■ Direction ■
The line containing "of the label" marks the start; return it and every line after it in the listing below, exactly, through the last.

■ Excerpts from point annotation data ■
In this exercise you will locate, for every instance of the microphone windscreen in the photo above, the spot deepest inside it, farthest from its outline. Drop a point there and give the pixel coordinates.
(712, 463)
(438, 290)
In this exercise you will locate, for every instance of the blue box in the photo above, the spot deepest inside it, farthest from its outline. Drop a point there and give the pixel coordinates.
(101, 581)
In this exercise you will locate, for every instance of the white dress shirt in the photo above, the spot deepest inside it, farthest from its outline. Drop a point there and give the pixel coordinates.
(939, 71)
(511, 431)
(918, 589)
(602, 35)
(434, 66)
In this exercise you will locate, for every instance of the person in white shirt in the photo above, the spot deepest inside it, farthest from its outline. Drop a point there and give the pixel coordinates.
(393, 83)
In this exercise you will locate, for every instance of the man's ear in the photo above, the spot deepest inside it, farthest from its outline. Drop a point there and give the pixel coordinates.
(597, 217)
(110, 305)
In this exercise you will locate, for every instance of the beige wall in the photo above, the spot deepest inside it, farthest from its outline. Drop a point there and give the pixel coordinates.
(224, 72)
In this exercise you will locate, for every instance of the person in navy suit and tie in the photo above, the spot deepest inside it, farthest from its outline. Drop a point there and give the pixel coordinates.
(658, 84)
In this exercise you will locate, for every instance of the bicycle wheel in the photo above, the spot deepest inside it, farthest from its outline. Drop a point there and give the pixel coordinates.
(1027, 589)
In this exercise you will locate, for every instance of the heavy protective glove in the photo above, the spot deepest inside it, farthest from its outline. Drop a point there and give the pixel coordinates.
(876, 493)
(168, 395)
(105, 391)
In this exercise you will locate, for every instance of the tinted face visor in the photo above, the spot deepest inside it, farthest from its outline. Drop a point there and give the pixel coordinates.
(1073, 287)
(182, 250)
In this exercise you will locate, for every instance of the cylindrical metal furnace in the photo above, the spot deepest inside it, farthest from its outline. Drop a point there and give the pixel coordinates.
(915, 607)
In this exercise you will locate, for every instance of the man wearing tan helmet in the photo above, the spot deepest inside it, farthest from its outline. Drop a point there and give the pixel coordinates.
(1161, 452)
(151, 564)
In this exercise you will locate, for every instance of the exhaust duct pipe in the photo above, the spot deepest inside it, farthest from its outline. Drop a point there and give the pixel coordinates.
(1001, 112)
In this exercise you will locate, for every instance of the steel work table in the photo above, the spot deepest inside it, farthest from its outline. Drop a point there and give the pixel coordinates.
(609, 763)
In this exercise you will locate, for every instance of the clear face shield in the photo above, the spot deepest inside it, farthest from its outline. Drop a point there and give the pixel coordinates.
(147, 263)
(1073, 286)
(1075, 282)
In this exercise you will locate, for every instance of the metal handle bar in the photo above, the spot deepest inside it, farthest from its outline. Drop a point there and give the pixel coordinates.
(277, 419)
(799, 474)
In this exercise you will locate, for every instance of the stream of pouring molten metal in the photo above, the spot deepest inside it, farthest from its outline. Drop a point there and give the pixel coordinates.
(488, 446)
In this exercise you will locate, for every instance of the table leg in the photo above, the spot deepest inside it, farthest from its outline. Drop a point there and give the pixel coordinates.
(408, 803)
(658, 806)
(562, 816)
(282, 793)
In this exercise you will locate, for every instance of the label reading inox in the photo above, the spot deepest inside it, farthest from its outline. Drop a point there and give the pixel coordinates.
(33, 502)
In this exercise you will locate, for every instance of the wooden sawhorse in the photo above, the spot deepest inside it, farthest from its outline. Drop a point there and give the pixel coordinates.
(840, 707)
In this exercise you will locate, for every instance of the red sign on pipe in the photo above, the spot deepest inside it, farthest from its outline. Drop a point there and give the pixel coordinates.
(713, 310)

■ Task output ■
In this exercise you will locate, for every instance of the label reading inox in the photo above, the spot deepest inside it, farthest from its outline. Drop a point there and give the pixel coordinates.
(33, 502)
In this exercise you will locate, for every instance of the wooden sawhorse in the photo above, the spot deepest inside it, farthest from its outline. Drop a point there and give the pixel coordinates.
(840, 707)
In this exercise you will locate, for every instance of the red sign on pipe in the photo above, the spot deepest inside it, farthest from its outline. Drop a point there and give the pixel coordinates.
(713, 310)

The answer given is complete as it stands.